Task —
Within the records, find every line that includes the word "doorway" and copy it.
+ + + + +
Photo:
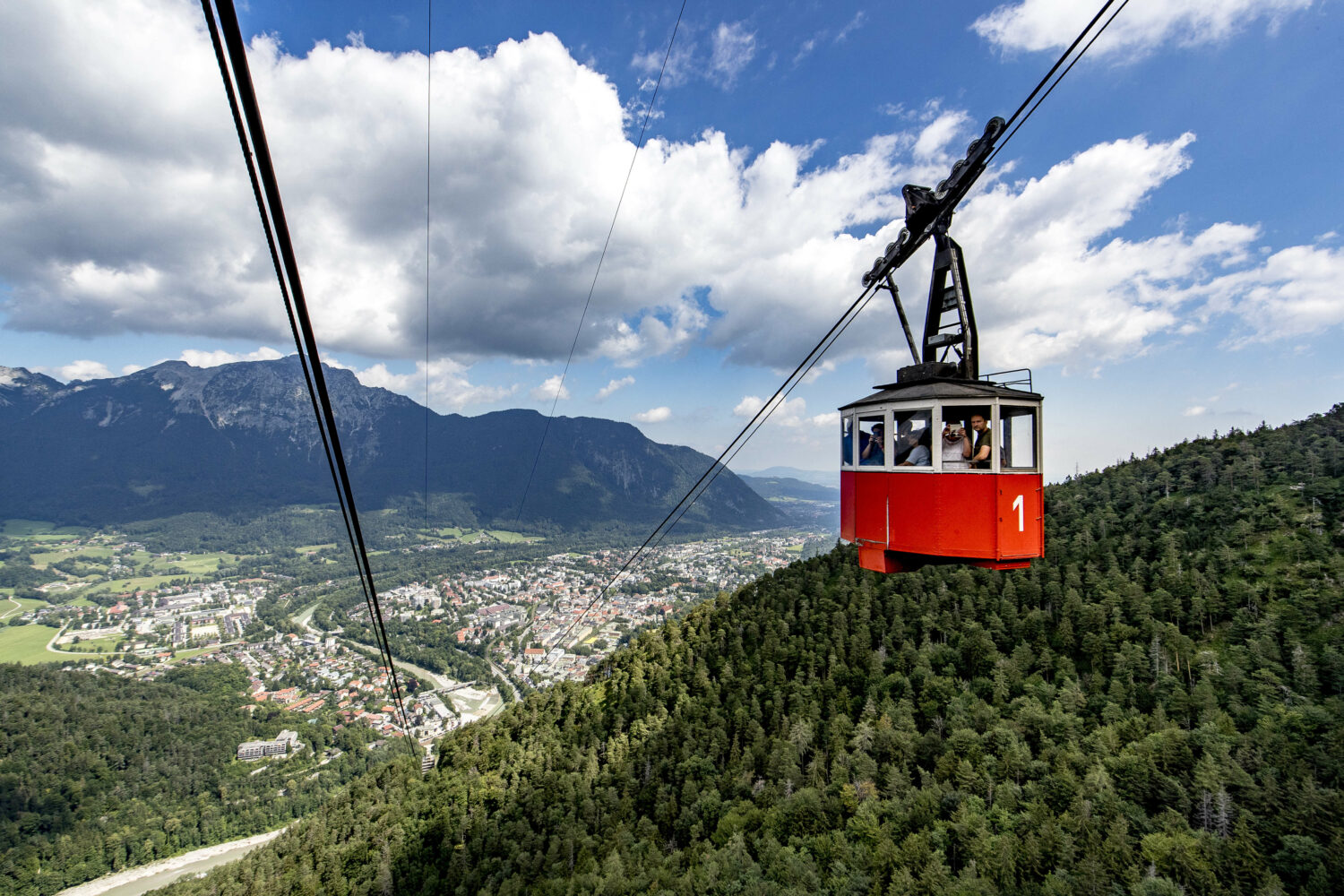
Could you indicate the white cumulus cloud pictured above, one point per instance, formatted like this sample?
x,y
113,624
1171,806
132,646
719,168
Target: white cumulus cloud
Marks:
x,y
551,390
615,386
82,370
198,358
734,47
110,228
1050,24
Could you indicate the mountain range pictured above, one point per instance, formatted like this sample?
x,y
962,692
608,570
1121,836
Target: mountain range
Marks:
x,y
239,438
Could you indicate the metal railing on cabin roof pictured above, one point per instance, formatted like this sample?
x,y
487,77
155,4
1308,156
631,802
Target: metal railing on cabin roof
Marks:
x,y
989,378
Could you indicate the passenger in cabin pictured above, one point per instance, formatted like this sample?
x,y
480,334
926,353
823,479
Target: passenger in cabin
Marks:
x,y
871,452
954,446
978,446
919,452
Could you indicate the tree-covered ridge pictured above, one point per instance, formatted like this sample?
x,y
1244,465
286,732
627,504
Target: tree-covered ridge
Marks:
x,y
1156,705
99,772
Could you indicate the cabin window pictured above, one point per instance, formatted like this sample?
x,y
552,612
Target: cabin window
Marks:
x,y
913,447
962,446
846,441
873,441
1019,438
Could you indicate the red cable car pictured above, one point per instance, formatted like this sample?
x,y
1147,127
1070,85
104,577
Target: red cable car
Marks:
x,y
943,465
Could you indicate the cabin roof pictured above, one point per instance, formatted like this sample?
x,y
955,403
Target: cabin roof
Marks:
x,y
941,389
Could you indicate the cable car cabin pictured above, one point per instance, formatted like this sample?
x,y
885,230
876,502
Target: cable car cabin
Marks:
x,y
916,490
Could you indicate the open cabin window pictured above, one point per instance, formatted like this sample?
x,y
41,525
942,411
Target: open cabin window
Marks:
x,y
913,435
873,440
965,449
1018,426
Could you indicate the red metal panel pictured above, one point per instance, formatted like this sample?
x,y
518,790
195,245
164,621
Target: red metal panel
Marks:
x,y
1021,527
847,504
943,513
870,506
995,519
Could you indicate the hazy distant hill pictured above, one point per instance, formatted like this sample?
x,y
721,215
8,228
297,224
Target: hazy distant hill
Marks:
x,y
241,437
785,487
816,477
1155,708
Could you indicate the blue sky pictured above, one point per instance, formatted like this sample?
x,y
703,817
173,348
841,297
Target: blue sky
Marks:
x,y
1160,242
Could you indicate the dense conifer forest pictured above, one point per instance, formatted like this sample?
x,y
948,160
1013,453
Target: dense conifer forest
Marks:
x,y
99,772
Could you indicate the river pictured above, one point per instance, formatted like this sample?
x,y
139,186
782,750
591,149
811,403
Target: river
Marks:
x,y
134,882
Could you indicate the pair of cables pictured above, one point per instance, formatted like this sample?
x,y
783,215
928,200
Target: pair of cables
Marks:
x,y
231,56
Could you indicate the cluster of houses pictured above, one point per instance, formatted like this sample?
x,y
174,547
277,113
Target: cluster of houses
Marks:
x,y
537,614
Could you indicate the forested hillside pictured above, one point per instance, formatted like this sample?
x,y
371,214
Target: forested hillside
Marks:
x,y
99,772
1155,708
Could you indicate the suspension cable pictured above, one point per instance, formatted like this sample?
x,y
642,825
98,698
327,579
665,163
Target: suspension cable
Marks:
x,y
429,132
639,144
238,86
851,314
1067,69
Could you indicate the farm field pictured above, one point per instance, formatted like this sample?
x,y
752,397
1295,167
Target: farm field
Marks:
x,y
27,645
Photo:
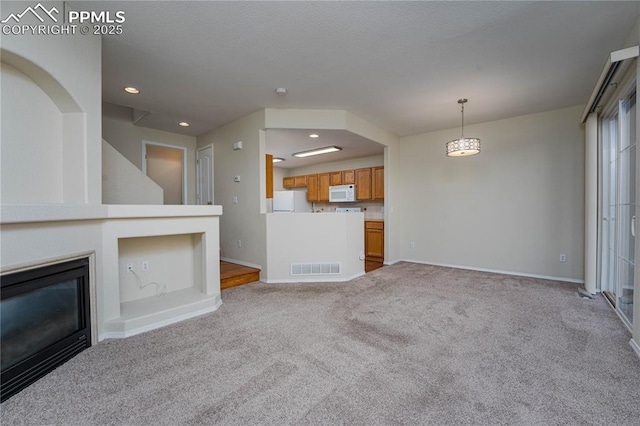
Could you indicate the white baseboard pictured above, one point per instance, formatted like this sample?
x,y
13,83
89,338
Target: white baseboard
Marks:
x,y
240,262
635,347
496,271
313,279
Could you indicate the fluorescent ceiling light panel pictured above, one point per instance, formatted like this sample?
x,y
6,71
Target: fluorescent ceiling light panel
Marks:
x,y
317,151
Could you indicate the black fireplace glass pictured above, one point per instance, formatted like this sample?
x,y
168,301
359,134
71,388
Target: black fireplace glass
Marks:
x,y
35,320
44,321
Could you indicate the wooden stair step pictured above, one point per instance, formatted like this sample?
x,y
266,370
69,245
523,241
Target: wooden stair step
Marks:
x,y
232,275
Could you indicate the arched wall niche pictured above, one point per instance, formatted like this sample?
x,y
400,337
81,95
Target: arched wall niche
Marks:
x,y
43,134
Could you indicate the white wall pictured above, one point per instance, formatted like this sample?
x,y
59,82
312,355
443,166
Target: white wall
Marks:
x,y
124,183
51,145
314,238
515,207
24,143
278,175
171,261
242,221
118,129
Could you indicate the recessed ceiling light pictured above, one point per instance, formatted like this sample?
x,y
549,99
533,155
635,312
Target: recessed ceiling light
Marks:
x,y
317,151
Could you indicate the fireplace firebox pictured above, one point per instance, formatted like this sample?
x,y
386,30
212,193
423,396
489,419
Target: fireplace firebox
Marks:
x,y
45,321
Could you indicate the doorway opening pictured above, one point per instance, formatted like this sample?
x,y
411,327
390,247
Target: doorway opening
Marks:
x,y
204,175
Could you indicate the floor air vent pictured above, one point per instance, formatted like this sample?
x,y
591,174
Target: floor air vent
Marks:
x,y
315,268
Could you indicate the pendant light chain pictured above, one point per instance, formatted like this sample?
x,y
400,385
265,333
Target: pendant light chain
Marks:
x,y
463,146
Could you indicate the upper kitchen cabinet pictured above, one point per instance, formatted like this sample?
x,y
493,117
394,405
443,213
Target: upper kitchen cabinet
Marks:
x,y
370,183
336,178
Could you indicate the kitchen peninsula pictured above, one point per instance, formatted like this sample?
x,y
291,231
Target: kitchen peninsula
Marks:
x,y
313,247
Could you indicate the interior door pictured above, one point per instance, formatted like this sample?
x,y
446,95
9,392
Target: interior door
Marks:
x,y
204,171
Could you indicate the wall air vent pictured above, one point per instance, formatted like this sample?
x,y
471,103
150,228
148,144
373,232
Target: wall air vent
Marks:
x,y
315,268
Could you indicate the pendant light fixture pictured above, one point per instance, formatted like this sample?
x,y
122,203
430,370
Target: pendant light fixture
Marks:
x,y
463,147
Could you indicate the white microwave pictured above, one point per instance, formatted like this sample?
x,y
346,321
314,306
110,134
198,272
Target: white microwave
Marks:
x,y
342,193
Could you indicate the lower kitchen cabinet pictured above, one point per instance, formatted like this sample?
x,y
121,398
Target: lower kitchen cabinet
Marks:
x,y
374,241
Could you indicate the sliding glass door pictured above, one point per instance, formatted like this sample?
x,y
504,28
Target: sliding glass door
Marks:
x,y
618,204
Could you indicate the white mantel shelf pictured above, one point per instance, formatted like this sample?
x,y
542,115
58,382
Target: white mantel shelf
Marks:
x,y
34,213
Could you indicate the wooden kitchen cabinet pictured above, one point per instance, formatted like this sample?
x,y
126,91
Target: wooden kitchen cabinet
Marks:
x,y
336,178
348,177
377,183
312,188
363,184
374,241
324,180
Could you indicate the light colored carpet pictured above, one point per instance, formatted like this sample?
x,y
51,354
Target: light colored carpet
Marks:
x,y
405,344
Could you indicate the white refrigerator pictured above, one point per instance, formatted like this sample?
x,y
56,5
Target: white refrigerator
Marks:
x,y
291,201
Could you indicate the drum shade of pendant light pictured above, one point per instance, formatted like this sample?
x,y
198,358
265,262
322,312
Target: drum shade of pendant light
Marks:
x,y
463,147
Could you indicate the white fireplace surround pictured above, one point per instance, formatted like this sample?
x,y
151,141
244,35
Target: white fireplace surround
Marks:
x,y
34,235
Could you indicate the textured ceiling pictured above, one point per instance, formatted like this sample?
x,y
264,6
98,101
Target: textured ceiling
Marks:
x,y
400,65
283,143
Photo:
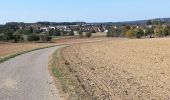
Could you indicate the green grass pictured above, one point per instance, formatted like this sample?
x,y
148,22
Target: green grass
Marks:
x,y
2,59
71,87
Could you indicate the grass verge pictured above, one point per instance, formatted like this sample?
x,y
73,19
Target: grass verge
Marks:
x,y
69,85
2,59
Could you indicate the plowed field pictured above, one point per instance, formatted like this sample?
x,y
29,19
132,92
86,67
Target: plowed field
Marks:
x,y
126,69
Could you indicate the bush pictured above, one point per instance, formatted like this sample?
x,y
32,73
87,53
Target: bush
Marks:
x,y
33,37
158,31
88,34
44,37
112,32
139,33
80,33
130,33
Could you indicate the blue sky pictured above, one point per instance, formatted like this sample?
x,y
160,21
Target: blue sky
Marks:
x,y
82,10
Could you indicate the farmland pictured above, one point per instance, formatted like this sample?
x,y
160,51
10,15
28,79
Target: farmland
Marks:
x,y
126,69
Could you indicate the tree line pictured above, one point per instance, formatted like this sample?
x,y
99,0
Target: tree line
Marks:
x,y
152,29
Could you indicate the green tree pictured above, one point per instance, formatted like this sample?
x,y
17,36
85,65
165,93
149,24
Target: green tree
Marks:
x,y
149,31
130,33
33,37
88,34
71,32
158,31
18,36
80,33
138,33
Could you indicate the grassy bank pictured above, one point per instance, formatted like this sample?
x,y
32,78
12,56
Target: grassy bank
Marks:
x,y
70,86
2,59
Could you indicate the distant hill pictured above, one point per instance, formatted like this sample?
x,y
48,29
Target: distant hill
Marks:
x,y
143,22
138,22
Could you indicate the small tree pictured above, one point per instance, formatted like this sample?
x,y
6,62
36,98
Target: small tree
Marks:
x,y
33,37
44,37
158,31
130,33
138,33
71,32
80,33
18,36
88,34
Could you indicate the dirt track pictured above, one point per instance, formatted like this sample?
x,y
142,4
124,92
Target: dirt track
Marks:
x,y
126,69
26,77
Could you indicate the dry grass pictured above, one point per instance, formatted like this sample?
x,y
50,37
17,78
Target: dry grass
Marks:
x,y
7,49
126,69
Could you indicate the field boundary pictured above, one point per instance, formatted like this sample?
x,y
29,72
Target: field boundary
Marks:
x,y
3,59
65,79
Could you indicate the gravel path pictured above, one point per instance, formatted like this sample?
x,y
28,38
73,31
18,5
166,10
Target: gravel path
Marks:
x,y
26,77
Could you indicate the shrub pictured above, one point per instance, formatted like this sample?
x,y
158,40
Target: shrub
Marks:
x,y
80,33
88,34
139,33
158,31
130,33
33,37
44,37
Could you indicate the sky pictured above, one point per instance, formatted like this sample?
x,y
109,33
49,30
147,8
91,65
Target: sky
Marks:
x,y
82,10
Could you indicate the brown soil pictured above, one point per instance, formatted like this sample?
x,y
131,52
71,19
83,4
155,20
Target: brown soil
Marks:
x,y
126,69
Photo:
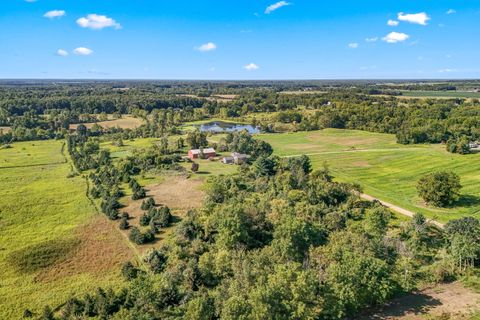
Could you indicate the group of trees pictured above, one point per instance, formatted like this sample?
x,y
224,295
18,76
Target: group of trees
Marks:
x,y
440,188
280,241
45,112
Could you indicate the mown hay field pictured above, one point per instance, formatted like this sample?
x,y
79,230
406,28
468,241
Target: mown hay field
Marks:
x,y
127,122
385,169
53,244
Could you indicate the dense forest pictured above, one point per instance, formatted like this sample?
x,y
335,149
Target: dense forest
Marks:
x,y
276,241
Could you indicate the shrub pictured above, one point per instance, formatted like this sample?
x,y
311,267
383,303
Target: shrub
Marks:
x,y
124,225
439,188
147,204
195,167
144,220
129,271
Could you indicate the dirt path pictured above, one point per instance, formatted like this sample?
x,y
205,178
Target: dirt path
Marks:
x,y
398,209
452,301
367,197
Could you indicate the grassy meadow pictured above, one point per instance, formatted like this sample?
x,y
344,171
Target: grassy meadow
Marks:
x,y
51,239
440,94
385,169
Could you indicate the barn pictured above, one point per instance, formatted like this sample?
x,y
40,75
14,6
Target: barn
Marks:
x,y
207,153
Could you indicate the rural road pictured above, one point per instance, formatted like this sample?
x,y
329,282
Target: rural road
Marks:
x,y
398,209
367,197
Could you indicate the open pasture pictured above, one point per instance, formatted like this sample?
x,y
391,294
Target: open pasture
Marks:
x,y
52,243
385,169
440,94
127,122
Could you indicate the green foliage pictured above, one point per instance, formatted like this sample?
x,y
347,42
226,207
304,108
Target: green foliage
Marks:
x,y
147,203
439,188
129,271
196,139
139,238
124,225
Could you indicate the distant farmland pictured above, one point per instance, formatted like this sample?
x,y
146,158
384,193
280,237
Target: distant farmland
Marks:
x,y
127,122
385,169
53,244
440,94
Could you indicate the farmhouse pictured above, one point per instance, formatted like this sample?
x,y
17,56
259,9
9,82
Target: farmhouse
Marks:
x,y
228,160
207,153
236,158
239,158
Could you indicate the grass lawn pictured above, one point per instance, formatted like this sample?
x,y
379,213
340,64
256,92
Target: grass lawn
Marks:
x,y
385,169
50,245
440,94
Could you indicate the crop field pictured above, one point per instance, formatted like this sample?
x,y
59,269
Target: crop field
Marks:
x,y
127,122
5,129
440,94
385,169
52,243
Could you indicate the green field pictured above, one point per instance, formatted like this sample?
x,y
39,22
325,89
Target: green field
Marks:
x,y
40,212
385,169
440,94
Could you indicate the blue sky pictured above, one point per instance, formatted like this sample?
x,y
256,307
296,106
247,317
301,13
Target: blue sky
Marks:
x,y
246,39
+ + + + +
Output below —
Could you indicate the doorway opening pictured above, one point per instance, formatted like this sample?
Target: doorway opening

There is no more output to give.